Denmark's statutory cover for leaving work to take care of an acutely ill child does not apply if you are self-employed. Photo by Kelli McClintock on Unsplash

People who work for companies in Denmark have the right to absence from work if their child is acutely ill or injured, but how do the rules apply if you are self-employed?


Acute or sudden illness in a child gives one parent the right to take at least one day of paid leave from their place of work, provided that the child needs them to take care of them. The rule is often referred to in Danish as barnets første sygedag, ‘the child’s first sick day’.

That also applies in cases of injury – for example if the child falls and hurts themselves at school or kindergarten and needs to be taken to hospital.

Danish employment law lays out specific definitions of what constitutes acute illness or injury, but parents’ leave from work taken under such circumstances usually has a duration of one day.

READ ALSO: Can you take sick leave in Denmark if your child is ill?

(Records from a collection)
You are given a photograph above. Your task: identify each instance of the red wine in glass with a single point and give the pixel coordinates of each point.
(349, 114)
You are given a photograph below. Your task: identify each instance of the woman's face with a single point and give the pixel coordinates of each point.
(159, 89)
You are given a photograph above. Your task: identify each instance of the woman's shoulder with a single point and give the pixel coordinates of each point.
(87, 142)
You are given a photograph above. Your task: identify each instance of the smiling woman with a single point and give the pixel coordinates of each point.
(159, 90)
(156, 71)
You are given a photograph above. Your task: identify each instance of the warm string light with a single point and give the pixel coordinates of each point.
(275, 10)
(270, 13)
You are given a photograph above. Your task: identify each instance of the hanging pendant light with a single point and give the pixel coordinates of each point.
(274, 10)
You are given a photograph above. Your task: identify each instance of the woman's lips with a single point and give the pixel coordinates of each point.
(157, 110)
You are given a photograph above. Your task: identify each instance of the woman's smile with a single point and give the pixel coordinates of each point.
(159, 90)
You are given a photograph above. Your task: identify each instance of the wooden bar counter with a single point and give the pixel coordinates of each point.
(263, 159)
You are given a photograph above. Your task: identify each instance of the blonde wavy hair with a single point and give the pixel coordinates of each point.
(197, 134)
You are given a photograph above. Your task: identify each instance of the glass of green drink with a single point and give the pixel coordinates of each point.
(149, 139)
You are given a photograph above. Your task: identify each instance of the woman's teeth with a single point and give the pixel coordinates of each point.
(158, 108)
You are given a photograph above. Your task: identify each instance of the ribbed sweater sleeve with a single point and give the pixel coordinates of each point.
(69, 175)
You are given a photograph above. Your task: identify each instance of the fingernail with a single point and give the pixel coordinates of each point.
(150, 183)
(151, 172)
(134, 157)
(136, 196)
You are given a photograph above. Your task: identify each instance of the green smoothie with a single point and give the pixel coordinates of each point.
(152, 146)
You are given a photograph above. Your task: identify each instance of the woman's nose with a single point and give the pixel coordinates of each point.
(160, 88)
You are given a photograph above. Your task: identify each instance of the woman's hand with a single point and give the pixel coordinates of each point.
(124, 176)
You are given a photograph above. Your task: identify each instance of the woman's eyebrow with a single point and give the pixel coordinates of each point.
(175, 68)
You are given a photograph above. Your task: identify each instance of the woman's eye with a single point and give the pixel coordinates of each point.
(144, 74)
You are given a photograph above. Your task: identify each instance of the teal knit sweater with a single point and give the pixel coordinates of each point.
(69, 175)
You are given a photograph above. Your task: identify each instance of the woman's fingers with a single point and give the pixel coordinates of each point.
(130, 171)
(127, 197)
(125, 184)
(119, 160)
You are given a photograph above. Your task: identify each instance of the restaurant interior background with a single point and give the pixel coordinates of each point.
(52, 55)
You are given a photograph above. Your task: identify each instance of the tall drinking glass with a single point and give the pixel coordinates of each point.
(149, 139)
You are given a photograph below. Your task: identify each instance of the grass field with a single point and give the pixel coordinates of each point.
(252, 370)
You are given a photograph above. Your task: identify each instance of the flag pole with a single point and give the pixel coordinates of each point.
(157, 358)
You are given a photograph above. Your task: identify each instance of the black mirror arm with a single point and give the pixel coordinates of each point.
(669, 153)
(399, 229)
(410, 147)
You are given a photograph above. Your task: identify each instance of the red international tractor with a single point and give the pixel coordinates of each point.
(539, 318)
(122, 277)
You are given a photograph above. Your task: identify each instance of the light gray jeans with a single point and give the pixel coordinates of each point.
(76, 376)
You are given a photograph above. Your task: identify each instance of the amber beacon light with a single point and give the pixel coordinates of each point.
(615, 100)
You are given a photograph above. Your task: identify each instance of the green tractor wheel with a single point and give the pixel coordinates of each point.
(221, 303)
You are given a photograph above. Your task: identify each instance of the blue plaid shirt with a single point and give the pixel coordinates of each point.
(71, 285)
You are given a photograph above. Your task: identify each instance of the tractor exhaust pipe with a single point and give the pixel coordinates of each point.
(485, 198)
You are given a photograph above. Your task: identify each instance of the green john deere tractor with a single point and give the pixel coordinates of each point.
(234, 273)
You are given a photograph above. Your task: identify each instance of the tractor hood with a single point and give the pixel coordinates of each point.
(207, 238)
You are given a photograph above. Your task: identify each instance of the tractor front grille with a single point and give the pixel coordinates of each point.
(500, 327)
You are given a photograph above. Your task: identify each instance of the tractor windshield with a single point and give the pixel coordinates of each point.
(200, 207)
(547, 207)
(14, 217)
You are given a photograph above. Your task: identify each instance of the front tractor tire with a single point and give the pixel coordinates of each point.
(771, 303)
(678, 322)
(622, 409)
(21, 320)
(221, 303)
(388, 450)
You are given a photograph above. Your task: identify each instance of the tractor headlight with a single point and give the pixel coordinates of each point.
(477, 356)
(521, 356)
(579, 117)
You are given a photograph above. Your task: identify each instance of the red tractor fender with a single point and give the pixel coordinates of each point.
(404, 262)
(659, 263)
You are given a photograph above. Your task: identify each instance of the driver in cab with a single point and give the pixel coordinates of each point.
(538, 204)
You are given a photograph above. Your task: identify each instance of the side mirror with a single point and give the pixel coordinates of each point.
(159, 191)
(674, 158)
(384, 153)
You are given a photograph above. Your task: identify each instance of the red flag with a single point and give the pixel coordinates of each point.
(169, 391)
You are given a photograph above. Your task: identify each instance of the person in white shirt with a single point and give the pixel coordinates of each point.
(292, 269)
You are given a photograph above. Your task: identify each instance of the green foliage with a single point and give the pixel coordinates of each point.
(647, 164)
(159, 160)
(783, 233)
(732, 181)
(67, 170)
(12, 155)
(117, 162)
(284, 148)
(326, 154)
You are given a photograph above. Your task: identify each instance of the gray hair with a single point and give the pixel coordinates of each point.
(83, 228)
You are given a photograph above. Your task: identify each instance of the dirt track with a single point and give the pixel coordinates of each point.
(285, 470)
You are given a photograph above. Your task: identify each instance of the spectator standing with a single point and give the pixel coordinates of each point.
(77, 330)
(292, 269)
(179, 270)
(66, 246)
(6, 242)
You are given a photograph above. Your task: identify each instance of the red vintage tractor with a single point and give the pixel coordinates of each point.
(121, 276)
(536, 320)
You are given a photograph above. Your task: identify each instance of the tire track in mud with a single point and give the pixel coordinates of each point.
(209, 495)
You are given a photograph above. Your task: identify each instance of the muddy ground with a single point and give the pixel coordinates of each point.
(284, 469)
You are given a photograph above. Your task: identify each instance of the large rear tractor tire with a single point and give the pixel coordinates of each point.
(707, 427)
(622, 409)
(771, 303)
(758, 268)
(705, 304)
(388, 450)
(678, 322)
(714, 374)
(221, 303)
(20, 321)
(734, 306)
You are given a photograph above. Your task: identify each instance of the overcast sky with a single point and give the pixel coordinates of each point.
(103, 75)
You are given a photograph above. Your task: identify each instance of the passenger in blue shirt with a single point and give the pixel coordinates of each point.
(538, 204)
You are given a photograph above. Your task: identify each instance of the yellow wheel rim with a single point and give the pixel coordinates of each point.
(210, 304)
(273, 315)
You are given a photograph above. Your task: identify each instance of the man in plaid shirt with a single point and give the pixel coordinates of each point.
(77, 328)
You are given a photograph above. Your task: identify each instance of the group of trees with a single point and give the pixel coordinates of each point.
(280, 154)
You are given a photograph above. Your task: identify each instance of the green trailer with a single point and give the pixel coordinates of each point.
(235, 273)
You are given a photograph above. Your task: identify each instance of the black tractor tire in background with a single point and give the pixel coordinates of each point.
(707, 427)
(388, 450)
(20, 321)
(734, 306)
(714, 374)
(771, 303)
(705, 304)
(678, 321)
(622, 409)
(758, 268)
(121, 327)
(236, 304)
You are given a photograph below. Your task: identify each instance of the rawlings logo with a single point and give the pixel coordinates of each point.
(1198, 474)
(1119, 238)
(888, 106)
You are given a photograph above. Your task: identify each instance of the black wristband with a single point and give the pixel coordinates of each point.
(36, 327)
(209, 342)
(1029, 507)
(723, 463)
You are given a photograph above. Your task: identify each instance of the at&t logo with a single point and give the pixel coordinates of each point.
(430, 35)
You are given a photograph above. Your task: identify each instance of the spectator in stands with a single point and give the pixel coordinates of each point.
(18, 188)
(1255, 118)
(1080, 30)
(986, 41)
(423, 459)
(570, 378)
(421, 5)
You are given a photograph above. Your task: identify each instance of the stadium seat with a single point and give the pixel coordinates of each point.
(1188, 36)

- TASK SET
• 1. Copy the passage on leave for a sick child in Denmark from "People who work" up to and including "taken to hospital.".
• 2. In the passage on leave for a sick child in Denmark, name each word of the Danish phrase used for the rule.
This data has no connection to the text.

- TASK ANSWERS
• 1.
People who work for companies in Denmark have the right to absence from work if their child is acutely ill or injured, but how do the rules apply if you are self-employed?


Acute or sudden illness in a child gives one parent the right to take at least one day of paid leave from their place of work, provided that the child needs them to take care of them. The rule is often referred to in Danish as barnets første sygedag, ‘the child’s first sick day’.

That also applies in cases of injury – for example if the child falls and hurts themselves at school or kindergarten and needs to be taken to hospital.

• 2. barnets, første, sygedag